▸ **Aim of the task**
Only the lines running from the one with "For each instance of the dark turtle" to the end of the listing should be returned, each exactly as it appears, with both ends kept.

▸ **Material for the task**
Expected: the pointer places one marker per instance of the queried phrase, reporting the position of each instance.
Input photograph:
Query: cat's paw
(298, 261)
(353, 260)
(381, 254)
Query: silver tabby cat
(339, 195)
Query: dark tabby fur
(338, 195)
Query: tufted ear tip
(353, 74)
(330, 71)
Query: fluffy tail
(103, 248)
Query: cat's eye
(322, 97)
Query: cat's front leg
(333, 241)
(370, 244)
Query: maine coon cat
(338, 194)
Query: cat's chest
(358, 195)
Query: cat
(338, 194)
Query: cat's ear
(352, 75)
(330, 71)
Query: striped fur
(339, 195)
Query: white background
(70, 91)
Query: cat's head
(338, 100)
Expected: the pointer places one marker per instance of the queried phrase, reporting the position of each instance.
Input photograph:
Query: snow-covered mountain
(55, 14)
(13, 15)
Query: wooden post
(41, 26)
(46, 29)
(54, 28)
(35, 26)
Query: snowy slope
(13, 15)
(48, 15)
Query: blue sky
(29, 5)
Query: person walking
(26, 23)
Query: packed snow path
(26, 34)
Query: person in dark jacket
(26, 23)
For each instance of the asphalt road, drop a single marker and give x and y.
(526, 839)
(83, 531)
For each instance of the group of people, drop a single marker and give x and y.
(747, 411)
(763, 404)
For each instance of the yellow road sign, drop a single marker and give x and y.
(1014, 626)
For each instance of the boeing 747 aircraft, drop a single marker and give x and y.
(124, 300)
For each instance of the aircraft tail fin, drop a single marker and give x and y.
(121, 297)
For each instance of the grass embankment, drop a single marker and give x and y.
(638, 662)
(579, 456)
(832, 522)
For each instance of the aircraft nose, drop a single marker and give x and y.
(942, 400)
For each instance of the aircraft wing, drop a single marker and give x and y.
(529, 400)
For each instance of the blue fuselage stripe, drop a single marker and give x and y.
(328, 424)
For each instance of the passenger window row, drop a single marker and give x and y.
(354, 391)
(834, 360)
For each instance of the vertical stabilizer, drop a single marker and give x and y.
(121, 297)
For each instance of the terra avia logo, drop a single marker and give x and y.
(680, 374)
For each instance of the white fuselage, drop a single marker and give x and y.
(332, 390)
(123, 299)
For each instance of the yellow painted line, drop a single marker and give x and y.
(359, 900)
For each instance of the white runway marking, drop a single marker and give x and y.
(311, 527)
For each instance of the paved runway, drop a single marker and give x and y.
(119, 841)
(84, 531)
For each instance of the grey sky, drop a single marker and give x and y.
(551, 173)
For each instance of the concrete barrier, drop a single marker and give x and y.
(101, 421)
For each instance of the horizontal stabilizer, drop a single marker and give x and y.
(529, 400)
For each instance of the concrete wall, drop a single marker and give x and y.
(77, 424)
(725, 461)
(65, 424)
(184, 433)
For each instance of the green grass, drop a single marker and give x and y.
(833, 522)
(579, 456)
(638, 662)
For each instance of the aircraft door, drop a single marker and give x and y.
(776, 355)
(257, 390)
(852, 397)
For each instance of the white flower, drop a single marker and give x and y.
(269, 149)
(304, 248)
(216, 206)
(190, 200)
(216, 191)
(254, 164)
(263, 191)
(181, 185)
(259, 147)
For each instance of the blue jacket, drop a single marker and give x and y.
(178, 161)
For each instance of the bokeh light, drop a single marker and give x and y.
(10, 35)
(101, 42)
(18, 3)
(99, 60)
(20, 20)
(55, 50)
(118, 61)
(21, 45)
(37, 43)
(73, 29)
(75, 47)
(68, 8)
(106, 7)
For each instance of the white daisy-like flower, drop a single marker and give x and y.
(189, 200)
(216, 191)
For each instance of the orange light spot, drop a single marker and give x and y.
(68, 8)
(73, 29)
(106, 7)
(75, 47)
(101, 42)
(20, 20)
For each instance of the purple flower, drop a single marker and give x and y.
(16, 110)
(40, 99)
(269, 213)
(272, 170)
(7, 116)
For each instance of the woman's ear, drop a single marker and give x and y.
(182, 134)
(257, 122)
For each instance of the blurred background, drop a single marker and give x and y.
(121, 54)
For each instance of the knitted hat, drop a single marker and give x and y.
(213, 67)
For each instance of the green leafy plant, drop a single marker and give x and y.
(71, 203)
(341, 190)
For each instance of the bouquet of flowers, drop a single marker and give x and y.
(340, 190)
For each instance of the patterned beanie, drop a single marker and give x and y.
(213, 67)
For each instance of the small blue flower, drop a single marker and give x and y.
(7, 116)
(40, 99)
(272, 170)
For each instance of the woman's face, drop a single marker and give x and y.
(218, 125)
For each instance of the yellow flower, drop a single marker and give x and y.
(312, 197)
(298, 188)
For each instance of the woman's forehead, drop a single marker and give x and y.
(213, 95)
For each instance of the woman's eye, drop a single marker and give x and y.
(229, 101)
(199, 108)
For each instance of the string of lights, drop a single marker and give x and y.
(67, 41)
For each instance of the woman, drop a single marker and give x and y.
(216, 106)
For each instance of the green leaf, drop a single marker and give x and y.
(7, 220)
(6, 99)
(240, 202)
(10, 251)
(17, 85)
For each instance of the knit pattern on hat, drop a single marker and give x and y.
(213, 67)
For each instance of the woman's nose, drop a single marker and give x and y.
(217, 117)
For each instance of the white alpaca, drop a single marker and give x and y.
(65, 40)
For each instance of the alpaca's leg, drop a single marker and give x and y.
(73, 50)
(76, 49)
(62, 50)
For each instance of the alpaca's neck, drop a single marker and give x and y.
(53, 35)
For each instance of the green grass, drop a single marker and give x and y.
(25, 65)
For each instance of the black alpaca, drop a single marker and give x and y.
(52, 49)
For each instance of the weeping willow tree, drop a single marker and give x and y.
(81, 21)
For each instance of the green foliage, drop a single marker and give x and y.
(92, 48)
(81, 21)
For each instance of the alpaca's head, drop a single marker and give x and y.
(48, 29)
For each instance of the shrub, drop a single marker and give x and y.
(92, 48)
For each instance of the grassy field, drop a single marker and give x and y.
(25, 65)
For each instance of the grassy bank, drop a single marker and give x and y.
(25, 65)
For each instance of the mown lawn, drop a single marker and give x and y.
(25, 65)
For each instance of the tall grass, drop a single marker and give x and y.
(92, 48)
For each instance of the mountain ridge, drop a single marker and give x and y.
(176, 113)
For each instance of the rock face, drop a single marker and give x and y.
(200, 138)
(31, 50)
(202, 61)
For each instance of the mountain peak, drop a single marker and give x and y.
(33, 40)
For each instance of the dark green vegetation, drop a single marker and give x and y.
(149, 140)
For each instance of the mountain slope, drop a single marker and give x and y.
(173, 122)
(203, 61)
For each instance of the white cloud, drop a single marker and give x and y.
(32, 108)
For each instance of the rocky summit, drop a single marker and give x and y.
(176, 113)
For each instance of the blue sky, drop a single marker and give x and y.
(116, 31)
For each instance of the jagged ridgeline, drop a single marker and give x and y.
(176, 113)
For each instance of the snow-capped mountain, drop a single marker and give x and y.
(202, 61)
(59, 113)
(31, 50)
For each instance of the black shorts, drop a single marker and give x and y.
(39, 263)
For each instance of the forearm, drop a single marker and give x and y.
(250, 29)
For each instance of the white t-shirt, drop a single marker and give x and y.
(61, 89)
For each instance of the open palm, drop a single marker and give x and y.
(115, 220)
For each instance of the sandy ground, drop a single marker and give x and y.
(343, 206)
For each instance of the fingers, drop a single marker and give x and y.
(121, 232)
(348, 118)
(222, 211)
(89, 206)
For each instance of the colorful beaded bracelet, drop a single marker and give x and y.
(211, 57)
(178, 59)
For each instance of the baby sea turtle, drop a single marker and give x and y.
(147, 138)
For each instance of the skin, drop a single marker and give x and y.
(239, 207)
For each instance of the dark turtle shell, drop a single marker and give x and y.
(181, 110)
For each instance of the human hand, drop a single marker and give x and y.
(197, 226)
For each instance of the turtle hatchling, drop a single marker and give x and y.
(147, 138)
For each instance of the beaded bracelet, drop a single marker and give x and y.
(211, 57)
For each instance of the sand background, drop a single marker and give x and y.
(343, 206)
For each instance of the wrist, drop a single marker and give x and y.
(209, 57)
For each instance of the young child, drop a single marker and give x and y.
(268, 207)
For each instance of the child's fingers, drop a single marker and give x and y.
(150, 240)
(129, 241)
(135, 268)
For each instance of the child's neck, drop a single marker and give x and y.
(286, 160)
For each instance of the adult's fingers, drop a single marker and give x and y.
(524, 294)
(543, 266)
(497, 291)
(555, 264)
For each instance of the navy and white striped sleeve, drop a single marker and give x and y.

▸ **Exercise response**
For each instance of the dark turtle shell, drop a single marker and give x and y.
(181, 110)
For each instance of the human hand, drop a single marker and give x and y.
(197, 226)
For each instance of the turtle hatchling, drop a single marker and give x and y.
(147, 138)
For each instance of the beaded bracelet, drop a single marker and give x and y.
(211, 57)
For each instance of the sand background, drop a single marker and give x and y.
(343, 206)
For each instance of the wrist, drop a single marker and give x and y.
(209, 57)
For each instance of the young child, drop a single marker and give x and y.
(268, 207)
For each instance of the child's fingers, drop a single marker and give x and y.
(150, 240)
(129, 241)
(135, 268)
For each instance of the child's neck, drop a single marker and give x and y.
(286, 160)
For each instance of the adult's fingers, drop a single marker and give x and y.
(524, 294)
(543, 266)
(497, 291)
(555, 264)
For each instance of the navy and white striped sleeve, drop a single marker and give x and y.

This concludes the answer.